- DIRECTIONS:
The material below holds a span beginning at the line with "Query: orange powder cloud" and ending at the line with "Query: dark shorts". Quote that span exactly, both ends included, and only that span.

- GIVEN INFORMATION:
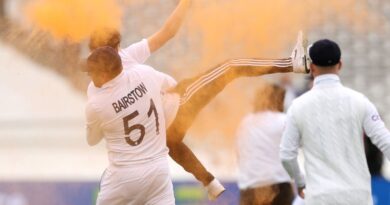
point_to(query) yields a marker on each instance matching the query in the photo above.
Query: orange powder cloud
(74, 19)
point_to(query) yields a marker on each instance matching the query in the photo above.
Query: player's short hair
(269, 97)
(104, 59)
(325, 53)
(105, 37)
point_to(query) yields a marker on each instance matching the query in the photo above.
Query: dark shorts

...

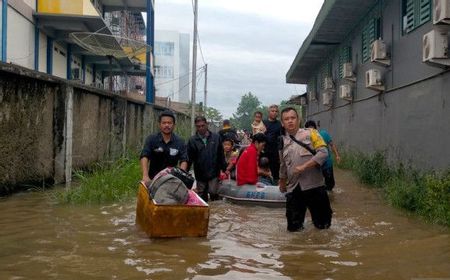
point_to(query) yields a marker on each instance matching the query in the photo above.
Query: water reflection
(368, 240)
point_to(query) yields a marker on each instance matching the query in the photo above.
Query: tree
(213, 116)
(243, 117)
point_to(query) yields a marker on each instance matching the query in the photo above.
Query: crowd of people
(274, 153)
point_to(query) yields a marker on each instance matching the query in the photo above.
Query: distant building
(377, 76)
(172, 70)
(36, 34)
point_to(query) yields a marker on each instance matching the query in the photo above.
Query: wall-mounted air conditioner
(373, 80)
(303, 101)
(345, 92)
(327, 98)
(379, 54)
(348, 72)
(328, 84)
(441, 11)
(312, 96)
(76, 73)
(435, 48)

---

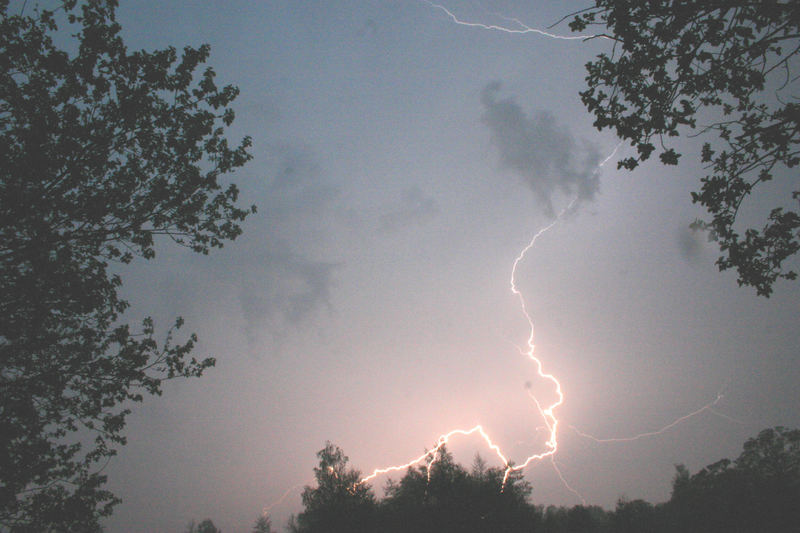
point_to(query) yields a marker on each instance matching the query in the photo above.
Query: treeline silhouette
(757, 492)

- RESULT OF THIS EXERCISE:
Query: orange powder cloud
(74, 19)
point_to(query) yields a marker on each instance matching the query in the photo above.
Query: player's short hair
(269, 97)
(104, 59)
(325, 53)
(105, 37)
point_to(query) yields a marker on each instance matching the query in the photo above.
Query: dark shorts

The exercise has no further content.